RECORDS below:

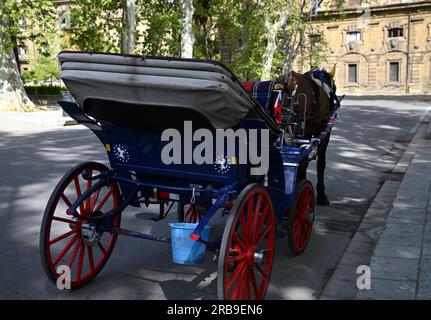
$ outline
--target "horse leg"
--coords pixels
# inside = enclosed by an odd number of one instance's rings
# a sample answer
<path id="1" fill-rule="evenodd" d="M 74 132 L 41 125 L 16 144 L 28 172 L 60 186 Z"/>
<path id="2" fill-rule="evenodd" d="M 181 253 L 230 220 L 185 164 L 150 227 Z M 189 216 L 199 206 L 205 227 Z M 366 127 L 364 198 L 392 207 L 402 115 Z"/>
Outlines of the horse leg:
<path id="1" fill-rule="evenodd" d="M 326 168 L 326 149 L 328 148 L 330 134 L 320 145 L 317 152 L 317 204 L 326 206 L 329 204 L 328 197 L 325 194 L 325 168 Z"/>

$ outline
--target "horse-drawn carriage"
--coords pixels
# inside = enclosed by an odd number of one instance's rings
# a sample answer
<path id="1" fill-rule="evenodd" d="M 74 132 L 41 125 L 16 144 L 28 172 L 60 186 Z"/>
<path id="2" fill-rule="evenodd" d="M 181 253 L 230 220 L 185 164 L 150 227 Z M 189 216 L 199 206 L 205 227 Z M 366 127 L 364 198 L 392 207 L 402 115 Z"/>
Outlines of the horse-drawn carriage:
<path id="1" fill-rule="evenodd" d="M 300 134 L 304 121 L 294 111 L 295 101 L 280 83 L 270 93 L 276 93 L 276 107 L 283 110 L 281 122 L 216 62 L 78 52 L 61 53 L 59 60 L 62 79 L 76 99 L 59 104 L 99 138 L 111 168 L 81 163 L 54 189 L 40 237 L 48 277 L 56 282 L 59 266 L 65 265 L 72 289 L 88 283 L 107 262 L 118 235 L 174 245 L 179 239 L 125 230 L 120 221 L 126 207 L 149 204 L 159 205 L 154 220 L 162 220 L 176 203 L 180 224 L 174 227 L 191 229 L 186 256 L 196 254 L 193 244 L 218 255 L 219 298 L 264 298 L 276 237 L 287 234 L 286 251 L 293 254 L 302 253 L 309 241 L 314 190 L 298 168 L 316 156 L 335 123 L 338 101 L 321 134 L 307 139 Z M 167 145 L 163 132 L 186 135 L 185 123 L 194 132 L 242 129 L 267 132 L 268 139 L 240 137 L 231 148 L 223 140 L 223 153 L 216 154 L 219 149 L 212 145 L 205 156 L 212 154 L 213 160 L 199 164 L 186 158 L 201 141 L 173 139 L 171 147 L 183 144 L 184 154 L 175 158 L 170 150 L 167 164 L 161 156 Z M 252 174 L 256 163 L 239 161 L 242 144 L 261 154 L 267 150 L 267 170 Z M 209 240 L 209 222 L 217 213 L 227 215 L 224 232 Z M 199 262 L 194 258 L 179 263 Z"/>

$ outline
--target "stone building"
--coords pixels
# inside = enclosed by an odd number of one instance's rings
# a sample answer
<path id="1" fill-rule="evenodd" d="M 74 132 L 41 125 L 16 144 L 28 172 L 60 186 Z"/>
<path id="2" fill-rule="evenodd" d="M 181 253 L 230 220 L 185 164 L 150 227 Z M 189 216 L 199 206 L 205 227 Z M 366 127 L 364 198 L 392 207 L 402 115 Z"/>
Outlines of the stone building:
<path id="1" fill-rule="evenodd" d="M 341 10 L 336 3 L 323 3 L 308 37 L 326 43 L 340 93 L 431 93 L 431 1 L 351 0 Z M 300 61 L 296 68 L 309 67 Z"/>
<path id="2" fill-rule="evenodd" d="M 55 0 L 56 11 L 58 15 L 58 32 L 64 28 L 70 19 L 70 0 Z M 28 70 L 30 66 L 30 60 L 35 59 L 37 56 L 37 49 L 35 43 L 29 38 L 28 33 L 25 31 L 27 21 L 21 19 L 19 21 L 21 33 L 17 36 L 17 62 L 19 64 L 20 70 Z M 59 44 L 51 44 L 52 46 L 59 46 Z"/>

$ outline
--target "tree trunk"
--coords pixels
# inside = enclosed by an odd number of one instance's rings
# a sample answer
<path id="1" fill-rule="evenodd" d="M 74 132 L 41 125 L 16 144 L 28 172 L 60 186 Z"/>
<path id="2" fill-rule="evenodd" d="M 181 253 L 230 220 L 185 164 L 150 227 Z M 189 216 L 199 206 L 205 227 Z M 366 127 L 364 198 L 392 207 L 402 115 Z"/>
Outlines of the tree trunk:
<path id="1" fill-rule="evenodd" d="M 123 0 L 123 34 L 121 52 L 133 54 L 135 50 L 136 3 L 135 0 Z"/>
<path id="2" fill-rule="evenodd" d="M 269 80 L 271 78 L 272 60 L 274 59 L 274 53 L 277 49 L 277 34 L 281 27 L 286 23 L 287 11 L 280 13 L 280 18 L 276 22 L 270 22 L 269 17 L 265 15 L 265 31 L 267 34 L 267 44 L 265 53 L 263 54 L 263 70 L 260 79 Z"/>
<path id="3" fill-rule="evenodd" d="M 181 30 L 181 58 L 193 58 L 193 45 L 195 35 L 193 33 L 193 0 L 180 0 L 183 16 L 183 28 Z"/>
<path id="4" fill-rule="evenodd" d="M 0 111 L 34 111 L 27 97 L 12 49 L 2 45 L 0 34 Z"/>

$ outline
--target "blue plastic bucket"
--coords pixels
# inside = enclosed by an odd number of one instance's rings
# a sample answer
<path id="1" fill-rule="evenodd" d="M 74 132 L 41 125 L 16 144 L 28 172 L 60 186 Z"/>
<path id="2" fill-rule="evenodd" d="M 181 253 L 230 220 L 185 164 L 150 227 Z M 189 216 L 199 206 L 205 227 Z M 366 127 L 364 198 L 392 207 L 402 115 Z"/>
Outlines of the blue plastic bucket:
<path id="1" fill-rule="evenodd" d="M 206 245 L 190 239 L 197 223 L 170 223 L 172 238 L 172 260 L 178 264 L 199 264 L 205 256 Z M 201 239 L 208 241 L 210 226 L 205 226 Z"/>

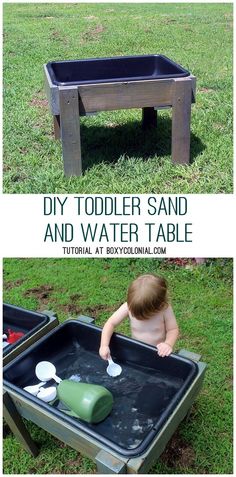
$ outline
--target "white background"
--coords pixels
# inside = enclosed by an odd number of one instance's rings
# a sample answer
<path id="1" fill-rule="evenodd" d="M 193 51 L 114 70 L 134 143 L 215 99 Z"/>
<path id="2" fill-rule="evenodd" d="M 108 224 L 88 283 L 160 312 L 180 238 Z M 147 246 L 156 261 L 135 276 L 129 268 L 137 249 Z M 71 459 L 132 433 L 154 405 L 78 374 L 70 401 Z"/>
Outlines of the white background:
<path id="1" fill-rule="evenodd" d="M 78 194 L 79 195 L 79 194 Z M 154 195 L 153 195 L 154 196 Z M 63 200 L 66 195 L 51 195 L 50 197 L 59 197 Z M 95 196 L 93 196 L 95 197 Z M 102 196 L 101 196 L 102 197 Z M 104 196 L 103 196 L 104 197 Z M 113 196 L 115 197 L 115 196 Z M 122 201 L 122 195 L 117 195 L 117 200 Z M 130 196 L 129 196 L 130 197 Z M 148 195 L 140 196 L 141 207 L 146 209 Z M 161 197 L 176 196 L 155 195 L 159 200 Z M 62 242 L 44 242 L 44 235 L 47 224 L 50 222 L 72 223 L 76 231 L 79 231 L 80 222 L 86 223 L 106 223 L 110 222 L 136 222 L 139 226 L 139 243 L 121 243 L 109 244 L 102 241 L 100 244 L 104 248 L 109 245 L 115 246 L 166 246 L 166 255 L 169 257 L 233 257 L 235 254 L 235 218 L 232 216 L 235 211 L 235 197 L 230 194 L 211 195 L 211 194 L 189 194 L 184 197 L 188 200 L 188 213 L 184 216 L 84 216 L 77 215 L 74 195 L 69 195 L 67 199 L 65 214 L 61 216 L 45 216 L 43 213 L 44 196 L 43 195 L 22 195 L 5 194 L 2 196 L 2 250 L 3 257 L 62 257 L 62 246 L 89 246 L 92 242 L 84 243 L 79 233 L 76 239 L 71 243 Z M 168 222 L 183 224 L 190 222 L 193 224 L 192 243 L 164 243 L 148 241 L 145 222 Z M 108 225 L 109 228 L 109 225 Z M 77 255 L 78 256 L 78 255 Z M 80 255 L 86 256 L 86 255 Z M 103 256 L 106 256 L 104 254 Z M 111 256 L 111 255 L 109 255 Z M 113 255 L 114 256 L 114 255 Z M 117 256 L 117 255 L 116 255 Z M 129 256 L 129 255 L 126 255 Z M 160 255 L 159 255 L 160 257 Z M 163 256 L 164 257 L 164 256 Z"/>

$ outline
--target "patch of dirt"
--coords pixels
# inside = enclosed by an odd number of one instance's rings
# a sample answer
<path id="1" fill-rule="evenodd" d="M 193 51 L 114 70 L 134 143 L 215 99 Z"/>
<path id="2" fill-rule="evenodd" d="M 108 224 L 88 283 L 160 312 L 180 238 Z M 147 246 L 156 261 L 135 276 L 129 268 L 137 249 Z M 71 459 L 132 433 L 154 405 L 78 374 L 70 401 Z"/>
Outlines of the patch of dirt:
<path id="1" fill-rule="evenodd" d="M 9 171 L 11 171 L 10 164 L 4 164 L 3 165 L 3 172 L 9 172 Z"/>
<path id="2" fill-rule="evenodd" d="M 231 378 L 227 378 L 226 383 L 225 383 L 226 389 L 229 389 L 231 391 L 233 389 L 233 385 L 234 385 L 233 376 Z"/>
<path id="3" fill-rule="evenodd" d="M 11 177 L 12 182 L 23 182 L 26 179 L 26 174 L 13 174 Z"/>
<path id="4" fill-rule="evenodd" d="M 20 154 L 28 154 L 28 149 L 26 147 L 20 147 Z"/>
<path id="5" fill-rule="evenodd" d="M 85 296 L 81 295 L 80 293 L 73 293 L 73 295 L 70 295 L 70 300 L 84 300 Z"/>
<path id="6" fill-rule="evenodd" d="M 95 17 L 94 15 L 89 15 L 88 17 L 84 17 L 84 20 L 97 20 L 98 17 Z"/>
<path id="7" fill-rule="evenodd" d="M 96 28 L 91 30 L 90 33 L 93 34 L 93 35 L 98 35 L 99 33 L 102 33 L 103 31 L 105 31 L 105 28 L 102 25 L 98 25 L 98 26 L 96 26 Z"/>
<path id="8" fill-rule="evenodd" d="M 199 88 L 198 91 L 200 91 L 200 93 L 214 93 L 215 90 L 212 89 L 212 88 Z"/>
<path id="9" fill-rule="evenodd" d="M 39 469 L 36 467 L 30 467 L 30 469 L 28 470 L 29 474 L 37 474 L 39 472 Z"/>
<path id="10" fill-rule="evenodd" d="M 59 305 L 59 308 L 65 314 L 72 314 L 72 315 L 83 314 L 83 310 L 81 306 L 76 305 L 76 303 L 66 303 L 65 305 Z"/>
<path id="11" fill-rule="evenodd" d="M 191 184 L 195 184 L 195 182 L 199 181 L 199 178 L 200 178 L 200 174 L 198 172 L 195 172 L 195 173 L 191 174 L 191 176 L 189 178 L 189 182 Z"/>
<path id="12" fill-rule="evenodd" d="M 189 338 L 189 336 L 187 336 L 186 338 Z M 199 414 L 198 406 L 196 405 L 196 403 L 194 403 L 190 409 L 190 412 L 185 417 L 185 421 L 186 422 L 194 421 L 194 419 L 197 418 L 198 414 Z"/>
<path id="13" fill-rule="evenodd" d="M 47 99 L 33 98 L 30 101 L 30 106 L 36 106 L 37 108 L 47 108 L 48 107 L 48 100 Z"/>
<path id="14" fill-rule="evenodd" d="M 83 34 L 83 40 L 98 40 L 99 35 L 105 31 L 104 26 L 97 25 L 95 28 L 90 28 Z"/>
<path id="15" fill-rule="evenodd" d="M 29 101 L 29 105 L 37 108 L 48 107 L 48 101 L 45 98 L 45 93 L 42 89 L 35 92 L 34 97 Z"/>
<path id="16" fill-rule="evenodd" d="M 22 279 L 16 280 L 14 282 L 5 282 L 3 288 L 4 290 L 12 290 L 12 288 L 19 287 L 22 285 L 22 283 L 24 283 L 24 280 Z"/>
<path id="17" fill-rule="evenodd" d="M 103 268 L 104 270 L 109 270 L 111 268 L 110 263 L 105 263 L 105 265 L 103 265 Z"/>
<path id="18" fill-rule="evenodd" d="M 42 129 L 43 126 L 44 126 L 44 123 L 43 123 L 43 122 L 34 123 L 34 128 L 35 128 L 35 129 Z M 47 136 L 50 136 L 50 137 L 51 137 L 51 134 L 47 134 Z"/>
<path id="19" fill-rule="evenodd" d="M 53 31 L 51 37 L 52 37 L 52 38 L 60 38 L 60 33 L 59 33 L 59 31 Z"/>
<path id="20" fill-rule="evenodd" d="M 50 36 L 50 39 L 51 39 L 51 40 L 63 41 L 64 43 L 66 43 L 65 38 L 63 38 L 63 37 L 61 36 L 61 33 L 60 33 L 59 31 L 56 31 L 56 30 L 52 31 L 51 36 Z"/>
<path id="21" fill-rule="evenodd" d="M 166 23 L 166 25 L 169 25 L 169 23 L 176 23 L 177 20 L 175 20 L 174 18 L 164 18 L 162 20 L 162 23 Z"/>
<path id="22" fill-rule="evenodd" d="M 43 467 L 47 465 L 47 462 L 44 459 L 38 459 L 37 467 L 31 467 L 29 469 L 29 474 L 38 474 L 40 470 L 43 470 Z M 42 472 L 43 473 L 43 472 Z"/>
<path id="23" fill-rule="evenodd" d="M 120 303 L 118 305 L 95 305 L 95 306 L 88 306 L 85 309 L 86 314 L 88 316 L 97 316 L 99 313 L 113 313 L 117 308 L 119 308 Z"/>
<path id="24" fill-rule="evenodd" d="M 82 465 L 82 459 L 81 457 L 78 457 L 77 460 L 69 460 L 66 464 L 63 465 L 62 469 L 52 469 L 50 470 L 50 473 L 52 475 L 61 475 L 63 473 L 63 475 L 67 475 L 67 474 L 71 474 L 71 475 L 74 475 L 74 474 L 78 474 L 78 471 L 80 469 L 78 469 L 78 467 L 81 468 L 81 465 Z M 37 472 L 36 472 L 37 473 Z M 89 472 L 90 474 L 95 474 L 96 473 L 96 469 L 94 472 Z"/>
<path id="25" fill-rule="evenodd" d="M 166 262 L 171 265 L 177 265 L 178 267 L 189 268 L 196 265 L 201 265 L 204 259 L 200 258 L 167 258 Z"/>
<path id="26" fill-rule="evenodd" d="M 185 25 L 183 28 L 185 31 L 191 31 L 191 32 L 193 31 L 193 29 L 189 25 Z"/>
<path id="27" fill-rule="evenodd" d="M 81 457 L 78 455 L 77 459 L 75 459 L 75 460 L 72 460 L 72 459 L 71 459 L 71 460 L 68 460 L 68 462 L 66 463 L 66 465 L 67 465 L 68 467 L 73 467 L 73 466 L 75 466 L 75 465 L 76 465 L 76 466 L 81 465 Z M 70 469 L 68 469 L 68 470 L 70 470 Z"/>
<path id="28" fill-rule="evenodd" d="M 41 285 L 39 287 L 29 288 L 29 290 L 26 290 L 24 293 L 24 296 L 36 298 L 42 305 L 47 305 L 52 292 L 53 287 L 51 285 Z"/>
<path id="29" fill-rule="evenodd" d="M 161 460 L 171 468 L 190 468 L 195 462 L 195 451 L 176 432 L 161 455 Z"/>
<path id="30" fill-rule="evenodd" d="M 218 131 L 224 131 L 224 125 L 220 123 L 214 123 L 213 124 L 214 129 L 217 129 Z"/>
<path id="31" fill-rule="evenodd" d="M 94 305 L 94 306 L 85 306 L 78 305 L 76 303 L 66 303 L 65 305 L 60 305 L 60 310 L 64 313 L 73 314 L 73 315 L 87 315 L 92 318 L 98 318 L 100 313 L 113 313 L 118 305 Z"/>
<path id="32" fill-rule="evenodd" d="M 65 449 L 66 447 L 68 447 L 68 445 L 65 444 L 65 442 L 62 442 L 62 441 L 60 441 L 59 439 L 56 439 L 56 438 L 55 438 L 55 440 L 56 440 L 57 447 L 60 447 L 61 449 Z"/>

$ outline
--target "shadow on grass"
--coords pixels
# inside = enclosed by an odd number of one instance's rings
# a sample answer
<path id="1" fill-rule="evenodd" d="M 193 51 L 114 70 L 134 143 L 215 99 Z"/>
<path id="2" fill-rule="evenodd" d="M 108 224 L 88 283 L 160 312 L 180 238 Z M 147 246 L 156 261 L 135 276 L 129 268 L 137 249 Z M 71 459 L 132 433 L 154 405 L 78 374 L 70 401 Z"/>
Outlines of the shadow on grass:
<path id="1" fill-rule="evenodd" d="M 94 164 L 116 163 L 121 156 L 146 160 L 171 155 L 171 120 L 158 117 L 157 129 L 144 131 L 141 121 L 124 125 L 97 126 L 81 124 L 83 170 Z M 191 133 L 190 163 L 205 149 L 201 139 Z"/>

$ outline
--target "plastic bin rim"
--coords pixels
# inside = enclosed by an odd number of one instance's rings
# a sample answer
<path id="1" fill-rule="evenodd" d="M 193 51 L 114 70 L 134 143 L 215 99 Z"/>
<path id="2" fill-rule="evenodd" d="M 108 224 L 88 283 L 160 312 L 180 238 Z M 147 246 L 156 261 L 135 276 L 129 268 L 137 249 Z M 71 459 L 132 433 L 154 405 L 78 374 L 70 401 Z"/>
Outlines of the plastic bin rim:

End of RECORDS.

INSTRUCTIONS TO FOLLOW:
Would you please copy the lines above, from the one holding "Outlines of the shadow" through the last, and nothing else?

ANSWER:
Outlines of the shadow on grass:
<path id="1" fill-rule="evenodd" d="M 94 164 L 116 163 L 121 156 L 146 160 L 171 155 L 171 120 L 158 117 L 157 129 L 144 131 L 141 121 L 124 125 L 97 126 L 81 124 L 83 170 Z M 191 133 L 190 163 L 205 149 L 201 139 Z"/>

$ outline
--target "plastic bin rim"
--coords pixels
# inside = enclosed by an odd number of one instance's rings
# a sample answer
<path id="1" fill-rule="evenodd" d="M 193 51 L 114 70 L 134 143 L 215 99 Z"/>
<path id="2" fill-rule="evenodd" d="M 108 224 L 88 283 L 160 312 L 180 238 Z M 147 246 L 156 261 L 135 276 L 129 268 L 137 249 Z M 71 459 L 132 433 L 154 405 L 78 374 L 70 401 Z"/>
Outlines of the plastic bin rim:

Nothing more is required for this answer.